→ **Problem details**
Copy each of the entries below line for line, changing nothing.

→ **Material for this task**
------------------------
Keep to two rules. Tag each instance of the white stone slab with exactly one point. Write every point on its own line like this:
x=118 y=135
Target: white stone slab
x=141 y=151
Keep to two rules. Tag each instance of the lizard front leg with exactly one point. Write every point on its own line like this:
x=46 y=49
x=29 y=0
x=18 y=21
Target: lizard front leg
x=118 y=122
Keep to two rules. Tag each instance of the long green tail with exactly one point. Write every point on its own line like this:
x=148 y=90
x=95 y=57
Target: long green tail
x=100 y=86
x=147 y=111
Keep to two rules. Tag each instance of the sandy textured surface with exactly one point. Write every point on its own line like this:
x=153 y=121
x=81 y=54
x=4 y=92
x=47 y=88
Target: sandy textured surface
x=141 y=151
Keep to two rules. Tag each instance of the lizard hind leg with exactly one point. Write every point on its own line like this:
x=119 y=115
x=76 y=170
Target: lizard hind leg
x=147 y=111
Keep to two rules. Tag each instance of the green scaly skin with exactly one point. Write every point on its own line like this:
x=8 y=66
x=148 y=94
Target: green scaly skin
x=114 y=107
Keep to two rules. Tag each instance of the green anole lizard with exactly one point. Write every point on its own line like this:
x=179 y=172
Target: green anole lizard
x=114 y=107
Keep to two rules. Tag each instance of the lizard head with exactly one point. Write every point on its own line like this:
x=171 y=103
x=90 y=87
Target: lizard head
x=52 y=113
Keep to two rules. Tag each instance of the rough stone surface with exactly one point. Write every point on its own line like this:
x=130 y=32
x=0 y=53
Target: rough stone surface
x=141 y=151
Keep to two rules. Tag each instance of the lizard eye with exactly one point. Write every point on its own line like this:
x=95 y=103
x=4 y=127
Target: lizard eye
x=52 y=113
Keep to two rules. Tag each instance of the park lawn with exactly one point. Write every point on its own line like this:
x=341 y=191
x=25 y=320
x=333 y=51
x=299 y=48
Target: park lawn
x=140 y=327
------------------------
→ **Answer**
Keep to two rules. Tag each instance of the white stone slab with exactly one point. Write every point on its own line like this:
x=118 y=135
Target: white stone slab
x=141 y=151
Keep to two rules. Tag each instance of the lizard front leg with exactly one point. Write every point on its own line like this:
x=46 y=49
x=29 y=0
x=18 y=21
Target: lizard front leg
x=118 y=122
Keep to two rules. Tag each instance of the long green tail with exactly one point. Write every point on its own line like this:
x=148 y=90
x=95 y=57
Target: long green tail
x=100 y=86
x=147 y=111
Keep to two rules. Tag each instance of the sandy textured surface with exactly one point. Write every point on its own line like this:
x=153 y=121
x=81 y=54
x=4 y=92
x=47 y=88
Target: sandy textured surface
x=141 y=151
Keep to two rules. Tag each instance of the lizard hind leg with exactly one point. Write every point on its own line like this:
x=119 y=115
x=76 y=170
Target: lizard hind leg
x=147 y=111
Keep to two rules. Tag each instance of the green scaly skin with exactly one point. Write every point on its own line like this:
x=8 y=66
x=148 y=94
Target: green scaly skin
x=114 y=107
Keep to two rules. Tag each instance of the green anole lizard with exactly one point. Write every point on its own line like this:
x=179 y=172
Target: green anole lizard
x=114 y=107
Keep to two rules. Tag each instance of the lizard head with exactly one point. Write every point on its own line like this:
x=171 y=103
x=90 y=87
Target: lizard head
x=52 y=113
Keep to two rules. Tag each instance of the rough stone surface with exactly one point. Write every point on its own line like this:
x=130 y=32
x=0 y=53
Target: rough stone surface
x=141 y=151
Keep to two rules. Tag each instance of the lizard eye with exactly one point. Write every point on its own line like this:
x=95 y=103
x=4 y=127
Target: lizard eye
x=52 y=113
Keep to two rules. Tag each instance of the park lawn with exactly one point. Write every point on its own line like this:
x=341 y=191
x=25 y=320
x=333 y=51
x=299 y=48
Target: park lawn
x=140 y=327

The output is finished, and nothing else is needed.